### Text for analysis
=== Section Start ===
If I don't fight for what I want and bow down to accept my current situation as permanent then I am the loser in this story. By starting to do something normal and continue from there I hope that I'll have as good of a life as I would've if this didn't happen to me. I may not get as far as I would've in some aspects but in others I have already soared beyond my furtherst imagination. This journey is a bitch. It's cruel and nasty and plain out unfair but instead of letting this illness consume my whole being, it will be  just a part of me not all of me.

So even though I have NO idea what I'm doing I know that I'm doing something. If the something is another year of recovery or restarting my Uni studies than so it will be.
What are you doing?
What is your 'something'?


Sunday, 2 November 2014

Pondering Pain


 "I can't change the direction of the wind, but I can adjust my sails to always reach my          destination."
(Jimmy Dean)

OUCH!!

That word pretty much sums up my week thus far.
This week has been pretty painful. I had an operation on Monday which will hopefully allow my future admissions and treatments to go smoothly and more easily. I am really hopeful this will be worthwhile and helpful, whilst keeping in mind it does have it risks.
As most of you know I will push myself 110% to regain my life so I'm a bit bummed that I didn't go to my scheduled specialist appointment or 2 other appointments this week but I plan on being back & ready to face the world by Monday. 
In my head I thought this surgery would be more of a hiccup and bump than this speed bump it has perpetuated into. People told me it would hurt a lot and the articles I read about the procedure indicated it would be sore post-op yet I chose to block this knowledge out and plan for little discomfort and pain. Why did I do that?
I don't know. I'm doing quite fine now pain wise & I think I'm on the sliding scale downwards to my normal self. The pain I have experienced this week has been completely different to my normal pain experiences. I've always known there are different types of pain and this week has most definitely reminded me of that!

Pain is all relative. 

Some people sitting upright happily drinking their cup of tea rate their pain as 10/10
Some people lying in bed resting in a relaxed position claim their pain to be an 8/10
Someone doubled over screaming claims their pain is 3/10
Another person doubled over in pain screaming claims their pain is 12/10
Someone with their arm twisted and broken claims their pain as a 4/10.



I have experienced a lot of pain since becoming unwell and developing quite severe neuropathic pain & other conditions (thanks to my dodgy ANS) which have changed my understanding of a pain experience. Before getting sick I don't recall having much pain in my life. I had the odd operation and falls on the netball courts & exercise activities etc but nothing too memorable. Nowadays pain is an everyday experience for me that ranges from discomfort to excruciating sensations. 

Pain is horrible. I feel for any human or creature in pain and wish it could be alleviated. I wish that we were a pain free society and no one had to experience it to any degree. Not only is pain itself difficult, but there are other contributing factors like peoples perceptions of their own pain and of
others pain experiences, how we deal with pain and comparison of pain levels can all be challenging.
=== Section End ===
### Raw data
=== Section Start ===
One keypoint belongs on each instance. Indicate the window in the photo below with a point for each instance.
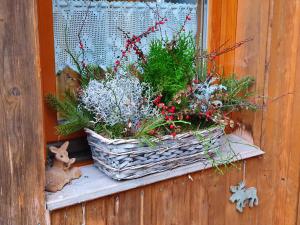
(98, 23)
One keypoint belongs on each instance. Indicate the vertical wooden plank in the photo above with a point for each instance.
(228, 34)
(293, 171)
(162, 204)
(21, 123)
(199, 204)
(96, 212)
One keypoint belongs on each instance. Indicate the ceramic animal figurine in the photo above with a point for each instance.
=== Section End ===
=== Section Start ===
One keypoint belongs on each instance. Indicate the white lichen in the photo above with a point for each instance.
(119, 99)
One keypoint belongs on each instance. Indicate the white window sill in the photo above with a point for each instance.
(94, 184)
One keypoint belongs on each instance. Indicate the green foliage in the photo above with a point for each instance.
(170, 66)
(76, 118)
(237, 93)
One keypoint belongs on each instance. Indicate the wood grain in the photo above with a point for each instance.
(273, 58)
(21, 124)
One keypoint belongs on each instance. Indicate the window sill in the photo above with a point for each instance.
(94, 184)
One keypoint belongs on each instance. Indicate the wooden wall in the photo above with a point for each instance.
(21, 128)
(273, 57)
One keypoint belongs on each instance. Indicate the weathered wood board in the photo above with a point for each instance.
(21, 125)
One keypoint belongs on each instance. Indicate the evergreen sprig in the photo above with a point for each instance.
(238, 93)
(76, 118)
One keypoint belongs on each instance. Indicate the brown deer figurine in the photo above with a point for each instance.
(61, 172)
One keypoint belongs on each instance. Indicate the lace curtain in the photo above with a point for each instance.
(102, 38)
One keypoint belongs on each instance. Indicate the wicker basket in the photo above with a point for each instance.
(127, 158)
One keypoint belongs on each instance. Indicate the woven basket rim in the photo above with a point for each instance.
=== Section End ===
=== Section Start ===
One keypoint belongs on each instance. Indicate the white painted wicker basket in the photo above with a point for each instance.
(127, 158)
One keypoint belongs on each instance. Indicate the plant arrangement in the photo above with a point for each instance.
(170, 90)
=== Section End ===
### The problem
Please extend the blog post on living with pain and illness, picking up right after its final sentence.

### Expected answer
We can never know the "worst" pain in the world. All we can know is how our worst pain experience feels and we can aim to fix or ease that. In hospital over the years I have seen a variety of people experience pain for many different reasons. Through my observations I feel that the job of medical professionals to decipher what each pain means or what is happening within the body is tough. So how and who decides what is the right or most correct pain response to the situation? 
I believe it is impossible. 
We can know what a typical pain response reaction might be for a certain injury or illness and use that as a baseline but the rest is once again, all relative. It is assumed that all reports of peoples pain are accurate in comparison to their previous pain experiences. After all, that's all we have to compare it too.  People who try to compare their pain  experiences with others will never be satisfied as their pain of 10/10 may be another's pain at 3/10. This is why I think it would be really hard as a professional to make a judgement call on whether to give the person a potent medication to combat the pain or whether a smaller dose of a lighter pain medication would do the trick. We are all only human, including healthcare workers.

I am lucky and grateful that my pain experiences have never been questioned or dismissed by a medical professional, rather I have been able to find adequate relief via both pharmacological and non-pharmacological approaches. It saddens me though that I have had a negative experience when dealing with one specific nurses' approach to addressing my pain over the years. Her approach being that of ignorance and actively choosing to do nothing. I believe her choice to treat me poorly is because she does not like me personally (which is fine). This however should never be a reason to treat someone poorly or negatively, especially in a professional situation. I appreciate that all professionals need to have an understanding of the type, location and length of pain alongside the rating on the scale of 1-10 but I do not appreciate an individual's choice and opinion affecting the way pain is handled when a clear protocol is present and a professional has elected to ignore this.

There is always a flip side to every coin though. I don't know if I was just naive or stupid but prior to living in the hospital I did not know how much some people abuse the system. It was a completely foreign thing to me to witness a drug seeker doing anything to get some harder pain medications. I knew people addicted to drugs would do anything to gain some but I didn't realise how often it happened in a hospital/healthcare setting. It is so unfortunate that in today's world people are not always genuine so professional judgment is pivotal to ensuring safe use and administration of legal medications under their control. Everyday there are a number of people in the community who have drug seeking behaviours and addictive natures who will stop at nothing to gain high-level pain medications which makes everything harder for everyone.

After my surgery I was not in too much discomfort, infact I was sore but not pained. That night and the next day or so have been really bad hence this crappy attempt at writing so etching this week. All of this did get me thinking about a few things.

How bad is bad? 
What does this pain feel like?
How can I relieve this even a little?
What is the purpose of pain?
Is there any purpose to pain?

I don't know the right answers but I think these are good questions I try to ask myself when I am struggling to better understand my body and deal with the situation. This week I have a HUGE appreciation for my neck collar,ccomfy neck rest, dodgy blue pillow and also the multiple ice packs and nausea medications used as part of my survival kit.

Pain does not discriminate & people live with pain their whole lives. I don't know much about pain, I just know it hurts and everything would be better without it!! 


 "Problems are not stop signs, they are guidelines."
                                                      (Robert Schuller)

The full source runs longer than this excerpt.